§ WHAT NEEDS TO BE DONE:
Restate word for word, and only, the lines that extend from the line containing "Target: folded wing" through the end of the records below.

§ GIVEN RECORDS:
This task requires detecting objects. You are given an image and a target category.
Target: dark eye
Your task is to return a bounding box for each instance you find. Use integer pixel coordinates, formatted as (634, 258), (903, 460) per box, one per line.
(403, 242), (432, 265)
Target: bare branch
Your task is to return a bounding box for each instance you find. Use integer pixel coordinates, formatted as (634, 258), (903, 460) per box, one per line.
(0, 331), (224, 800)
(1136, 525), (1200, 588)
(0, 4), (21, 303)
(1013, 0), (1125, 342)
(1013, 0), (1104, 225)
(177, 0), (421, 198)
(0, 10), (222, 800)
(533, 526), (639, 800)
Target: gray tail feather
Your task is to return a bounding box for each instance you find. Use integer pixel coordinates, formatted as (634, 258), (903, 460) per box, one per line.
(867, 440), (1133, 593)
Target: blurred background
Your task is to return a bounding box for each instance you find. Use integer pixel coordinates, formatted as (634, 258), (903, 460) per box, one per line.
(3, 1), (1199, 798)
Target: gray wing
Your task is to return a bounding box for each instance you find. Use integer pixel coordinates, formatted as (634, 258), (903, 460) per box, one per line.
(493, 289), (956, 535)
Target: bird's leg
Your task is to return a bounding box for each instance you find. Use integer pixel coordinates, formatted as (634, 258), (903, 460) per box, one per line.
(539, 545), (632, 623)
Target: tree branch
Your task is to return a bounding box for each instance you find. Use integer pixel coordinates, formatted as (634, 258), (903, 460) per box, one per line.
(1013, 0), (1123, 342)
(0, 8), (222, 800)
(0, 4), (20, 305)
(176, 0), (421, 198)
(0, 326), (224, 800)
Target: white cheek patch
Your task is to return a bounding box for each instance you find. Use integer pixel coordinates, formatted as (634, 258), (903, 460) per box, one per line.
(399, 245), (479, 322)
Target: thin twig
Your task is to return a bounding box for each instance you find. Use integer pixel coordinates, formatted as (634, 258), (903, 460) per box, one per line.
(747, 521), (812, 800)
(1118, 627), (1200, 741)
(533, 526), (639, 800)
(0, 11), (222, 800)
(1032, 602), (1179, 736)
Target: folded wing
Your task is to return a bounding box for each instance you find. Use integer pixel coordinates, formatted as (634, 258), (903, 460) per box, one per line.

§ EXPECTED ANSWER:
Target: folded wing
Your task is to return a bounding box for each instance you find. Use integer pixel coordinates, formatted as (634, 258), (903, 460) per box, one per line.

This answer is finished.